* **Given exercise**
Reproduce verbatim the lines of the records from the one containing "water. Overlapping instances should get separate boxes." through the one containing "[64,33,88,44]", including both of those lines.

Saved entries
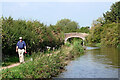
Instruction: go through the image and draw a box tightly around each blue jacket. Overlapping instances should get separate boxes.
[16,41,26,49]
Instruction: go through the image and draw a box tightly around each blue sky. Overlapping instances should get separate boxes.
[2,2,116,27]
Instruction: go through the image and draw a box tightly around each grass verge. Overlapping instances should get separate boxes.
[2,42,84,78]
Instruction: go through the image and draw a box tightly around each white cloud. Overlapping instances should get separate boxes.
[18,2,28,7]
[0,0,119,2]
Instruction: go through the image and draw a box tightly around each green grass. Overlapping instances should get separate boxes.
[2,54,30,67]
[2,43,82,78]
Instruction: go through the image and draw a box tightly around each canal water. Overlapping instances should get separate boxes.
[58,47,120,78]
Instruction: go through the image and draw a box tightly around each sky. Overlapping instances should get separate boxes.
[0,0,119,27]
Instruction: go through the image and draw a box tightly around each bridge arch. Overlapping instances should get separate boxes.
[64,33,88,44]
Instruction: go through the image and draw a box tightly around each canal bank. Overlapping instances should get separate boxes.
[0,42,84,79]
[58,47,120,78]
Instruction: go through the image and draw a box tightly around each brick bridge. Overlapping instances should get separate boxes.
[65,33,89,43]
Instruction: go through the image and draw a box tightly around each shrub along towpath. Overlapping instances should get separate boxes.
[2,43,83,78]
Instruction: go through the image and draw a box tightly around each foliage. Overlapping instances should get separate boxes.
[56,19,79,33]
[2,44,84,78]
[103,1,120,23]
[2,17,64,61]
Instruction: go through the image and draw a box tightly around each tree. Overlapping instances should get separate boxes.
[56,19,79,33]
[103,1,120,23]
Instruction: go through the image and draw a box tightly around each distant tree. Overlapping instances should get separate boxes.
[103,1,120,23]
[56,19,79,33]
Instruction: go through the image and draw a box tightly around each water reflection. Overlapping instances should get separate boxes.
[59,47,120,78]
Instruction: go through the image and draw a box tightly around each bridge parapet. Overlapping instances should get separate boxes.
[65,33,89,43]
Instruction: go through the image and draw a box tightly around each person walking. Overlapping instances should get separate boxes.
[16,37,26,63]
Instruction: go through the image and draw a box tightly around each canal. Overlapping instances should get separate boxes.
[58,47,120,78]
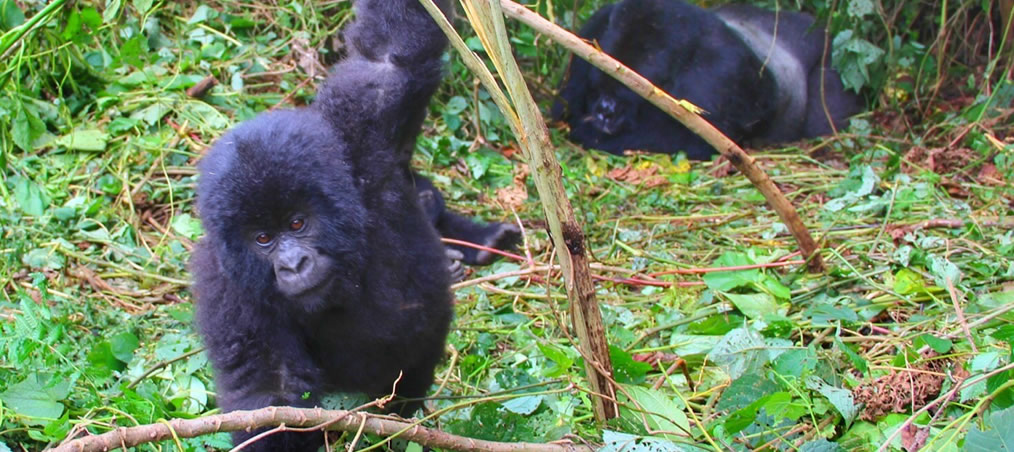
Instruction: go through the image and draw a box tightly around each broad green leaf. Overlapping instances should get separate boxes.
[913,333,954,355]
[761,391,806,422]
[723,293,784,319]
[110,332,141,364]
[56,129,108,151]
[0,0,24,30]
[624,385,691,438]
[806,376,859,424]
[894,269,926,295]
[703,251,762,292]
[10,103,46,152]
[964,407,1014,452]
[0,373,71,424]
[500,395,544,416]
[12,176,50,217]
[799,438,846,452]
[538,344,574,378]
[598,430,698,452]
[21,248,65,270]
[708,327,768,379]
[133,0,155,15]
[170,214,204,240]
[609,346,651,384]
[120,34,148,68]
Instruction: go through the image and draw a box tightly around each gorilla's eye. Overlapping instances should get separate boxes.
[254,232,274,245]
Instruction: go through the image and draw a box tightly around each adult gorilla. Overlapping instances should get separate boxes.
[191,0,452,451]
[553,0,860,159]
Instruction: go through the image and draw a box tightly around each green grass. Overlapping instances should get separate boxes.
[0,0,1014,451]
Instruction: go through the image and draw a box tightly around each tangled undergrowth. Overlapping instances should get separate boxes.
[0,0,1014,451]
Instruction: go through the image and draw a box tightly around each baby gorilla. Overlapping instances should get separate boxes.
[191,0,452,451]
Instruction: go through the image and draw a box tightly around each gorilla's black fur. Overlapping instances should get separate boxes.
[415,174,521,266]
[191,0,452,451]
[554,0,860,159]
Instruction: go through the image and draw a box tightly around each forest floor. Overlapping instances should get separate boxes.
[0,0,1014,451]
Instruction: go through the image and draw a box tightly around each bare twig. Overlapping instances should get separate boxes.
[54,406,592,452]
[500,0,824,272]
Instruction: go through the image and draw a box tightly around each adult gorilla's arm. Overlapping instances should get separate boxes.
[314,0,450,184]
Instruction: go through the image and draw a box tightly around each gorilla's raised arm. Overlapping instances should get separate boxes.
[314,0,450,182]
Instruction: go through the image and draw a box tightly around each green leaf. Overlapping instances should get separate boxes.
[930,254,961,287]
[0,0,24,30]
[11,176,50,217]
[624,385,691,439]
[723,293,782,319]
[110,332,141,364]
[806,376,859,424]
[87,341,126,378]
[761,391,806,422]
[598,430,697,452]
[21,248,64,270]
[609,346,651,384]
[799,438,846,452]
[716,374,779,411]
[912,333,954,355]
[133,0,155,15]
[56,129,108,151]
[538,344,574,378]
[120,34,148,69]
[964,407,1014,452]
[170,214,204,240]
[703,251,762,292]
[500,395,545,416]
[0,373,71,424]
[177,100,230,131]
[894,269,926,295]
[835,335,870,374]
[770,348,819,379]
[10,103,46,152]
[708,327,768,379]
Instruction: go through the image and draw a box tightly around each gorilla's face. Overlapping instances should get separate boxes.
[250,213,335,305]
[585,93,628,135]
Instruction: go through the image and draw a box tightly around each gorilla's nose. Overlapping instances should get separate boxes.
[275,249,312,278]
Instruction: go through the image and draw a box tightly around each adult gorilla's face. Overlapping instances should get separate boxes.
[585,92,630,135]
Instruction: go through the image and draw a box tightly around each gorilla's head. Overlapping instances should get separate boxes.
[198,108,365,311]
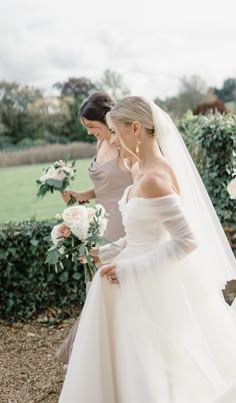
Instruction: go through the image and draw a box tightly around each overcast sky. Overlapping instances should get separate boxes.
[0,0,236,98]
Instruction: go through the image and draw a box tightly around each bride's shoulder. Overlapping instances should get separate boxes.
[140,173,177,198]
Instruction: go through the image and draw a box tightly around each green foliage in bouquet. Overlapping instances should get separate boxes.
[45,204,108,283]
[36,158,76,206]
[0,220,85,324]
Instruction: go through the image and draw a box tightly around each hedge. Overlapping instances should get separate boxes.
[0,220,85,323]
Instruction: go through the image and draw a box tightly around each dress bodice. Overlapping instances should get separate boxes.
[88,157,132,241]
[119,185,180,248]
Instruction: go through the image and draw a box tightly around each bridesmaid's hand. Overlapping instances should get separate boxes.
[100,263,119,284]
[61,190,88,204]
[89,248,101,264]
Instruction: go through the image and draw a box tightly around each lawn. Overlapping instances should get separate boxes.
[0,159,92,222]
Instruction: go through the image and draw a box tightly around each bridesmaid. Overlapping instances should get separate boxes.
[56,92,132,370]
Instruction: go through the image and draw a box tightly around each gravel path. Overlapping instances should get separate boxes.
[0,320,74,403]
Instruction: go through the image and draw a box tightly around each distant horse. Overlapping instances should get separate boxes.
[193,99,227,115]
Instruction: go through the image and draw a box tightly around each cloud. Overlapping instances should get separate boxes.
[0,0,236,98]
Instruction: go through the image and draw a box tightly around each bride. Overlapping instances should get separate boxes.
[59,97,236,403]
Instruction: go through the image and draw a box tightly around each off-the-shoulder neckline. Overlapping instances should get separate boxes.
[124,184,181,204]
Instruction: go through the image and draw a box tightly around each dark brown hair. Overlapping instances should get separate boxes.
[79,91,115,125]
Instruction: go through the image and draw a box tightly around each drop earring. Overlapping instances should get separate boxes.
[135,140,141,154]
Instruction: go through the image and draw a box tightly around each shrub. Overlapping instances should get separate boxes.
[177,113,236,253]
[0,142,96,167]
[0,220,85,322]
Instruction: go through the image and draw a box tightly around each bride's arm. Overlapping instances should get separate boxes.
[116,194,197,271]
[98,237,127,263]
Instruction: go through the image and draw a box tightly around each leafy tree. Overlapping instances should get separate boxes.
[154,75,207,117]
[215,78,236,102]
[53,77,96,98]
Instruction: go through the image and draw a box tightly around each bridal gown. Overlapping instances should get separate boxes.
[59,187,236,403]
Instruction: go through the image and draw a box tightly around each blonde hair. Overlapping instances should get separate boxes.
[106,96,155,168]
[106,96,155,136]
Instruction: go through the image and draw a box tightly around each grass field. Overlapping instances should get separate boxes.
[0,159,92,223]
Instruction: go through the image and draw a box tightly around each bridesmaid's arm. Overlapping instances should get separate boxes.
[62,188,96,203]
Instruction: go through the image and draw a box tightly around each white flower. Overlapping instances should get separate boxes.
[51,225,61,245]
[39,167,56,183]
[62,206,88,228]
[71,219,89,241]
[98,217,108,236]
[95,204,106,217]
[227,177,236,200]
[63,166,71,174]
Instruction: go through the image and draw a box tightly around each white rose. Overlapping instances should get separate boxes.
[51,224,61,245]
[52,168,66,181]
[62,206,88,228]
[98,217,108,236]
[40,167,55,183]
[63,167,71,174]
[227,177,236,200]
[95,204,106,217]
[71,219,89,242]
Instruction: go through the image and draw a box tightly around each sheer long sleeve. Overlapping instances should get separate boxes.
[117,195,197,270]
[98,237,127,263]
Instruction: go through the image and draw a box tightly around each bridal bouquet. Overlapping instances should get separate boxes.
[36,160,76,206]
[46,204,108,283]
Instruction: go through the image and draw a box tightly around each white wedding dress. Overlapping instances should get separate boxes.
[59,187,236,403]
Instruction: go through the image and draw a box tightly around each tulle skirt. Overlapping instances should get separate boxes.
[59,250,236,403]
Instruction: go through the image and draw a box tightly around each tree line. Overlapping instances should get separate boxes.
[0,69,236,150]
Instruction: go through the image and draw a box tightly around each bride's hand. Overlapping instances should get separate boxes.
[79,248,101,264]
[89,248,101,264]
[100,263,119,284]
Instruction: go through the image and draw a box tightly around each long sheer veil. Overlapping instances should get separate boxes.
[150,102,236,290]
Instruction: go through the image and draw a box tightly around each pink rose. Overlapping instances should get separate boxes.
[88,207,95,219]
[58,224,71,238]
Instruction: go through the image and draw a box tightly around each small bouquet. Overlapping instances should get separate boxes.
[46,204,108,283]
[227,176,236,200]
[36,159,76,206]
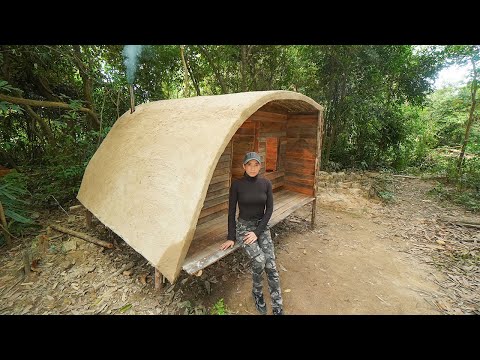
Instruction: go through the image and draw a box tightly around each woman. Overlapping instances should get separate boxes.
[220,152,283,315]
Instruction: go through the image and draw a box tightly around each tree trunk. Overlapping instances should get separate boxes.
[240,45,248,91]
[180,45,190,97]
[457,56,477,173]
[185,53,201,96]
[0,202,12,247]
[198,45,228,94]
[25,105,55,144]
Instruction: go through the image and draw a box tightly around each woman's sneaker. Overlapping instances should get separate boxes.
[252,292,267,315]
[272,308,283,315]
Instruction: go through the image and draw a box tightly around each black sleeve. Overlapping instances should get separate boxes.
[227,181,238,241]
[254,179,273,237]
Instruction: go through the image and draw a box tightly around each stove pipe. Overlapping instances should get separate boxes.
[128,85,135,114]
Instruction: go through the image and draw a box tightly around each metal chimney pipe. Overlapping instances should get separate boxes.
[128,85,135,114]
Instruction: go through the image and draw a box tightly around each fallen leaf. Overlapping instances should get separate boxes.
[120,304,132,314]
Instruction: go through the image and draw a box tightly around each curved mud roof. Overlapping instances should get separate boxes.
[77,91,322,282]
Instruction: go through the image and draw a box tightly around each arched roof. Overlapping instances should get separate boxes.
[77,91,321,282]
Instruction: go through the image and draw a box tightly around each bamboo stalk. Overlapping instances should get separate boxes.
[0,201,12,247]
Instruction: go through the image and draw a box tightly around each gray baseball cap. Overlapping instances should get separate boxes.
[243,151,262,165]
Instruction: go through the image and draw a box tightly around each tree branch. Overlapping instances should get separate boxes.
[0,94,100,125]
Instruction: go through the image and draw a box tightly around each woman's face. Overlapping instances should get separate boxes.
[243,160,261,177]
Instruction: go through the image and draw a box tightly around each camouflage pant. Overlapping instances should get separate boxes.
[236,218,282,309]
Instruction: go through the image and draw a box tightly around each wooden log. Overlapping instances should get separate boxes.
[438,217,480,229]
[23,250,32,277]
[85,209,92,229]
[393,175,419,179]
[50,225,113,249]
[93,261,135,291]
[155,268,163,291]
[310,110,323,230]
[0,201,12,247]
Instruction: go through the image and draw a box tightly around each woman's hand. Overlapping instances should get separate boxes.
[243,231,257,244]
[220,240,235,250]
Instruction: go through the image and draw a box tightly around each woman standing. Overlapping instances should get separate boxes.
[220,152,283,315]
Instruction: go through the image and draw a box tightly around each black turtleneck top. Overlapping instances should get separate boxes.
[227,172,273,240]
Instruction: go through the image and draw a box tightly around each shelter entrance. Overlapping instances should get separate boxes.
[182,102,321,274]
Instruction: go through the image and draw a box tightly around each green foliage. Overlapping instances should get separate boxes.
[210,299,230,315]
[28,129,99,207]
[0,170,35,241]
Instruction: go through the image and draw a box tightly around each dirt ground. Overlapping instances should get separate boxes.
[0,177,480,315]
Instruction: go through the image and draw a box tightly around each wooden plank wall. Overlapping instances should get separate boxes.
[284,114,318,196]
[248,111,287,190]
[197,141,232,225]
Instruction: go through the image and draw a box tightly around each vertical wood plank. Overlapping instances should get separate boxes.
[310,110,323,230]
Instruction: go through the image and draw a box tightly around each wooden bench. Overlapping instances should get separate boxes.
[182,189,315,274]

* **Finished exercise**
Instruction: go through the image and draw a box tightly around each canal water. Overlapping instances should get separate boxes.
[58,47,120,78]
Instruction: go through the image and draw a box tightly around each sky. Overlapping instances should get separate boxes.
[0,0,119,27]
Instruction: go through the image and draw a box tightly around each bridge arch. Overlapping instances should get separate boxes.
[64,33,88,44]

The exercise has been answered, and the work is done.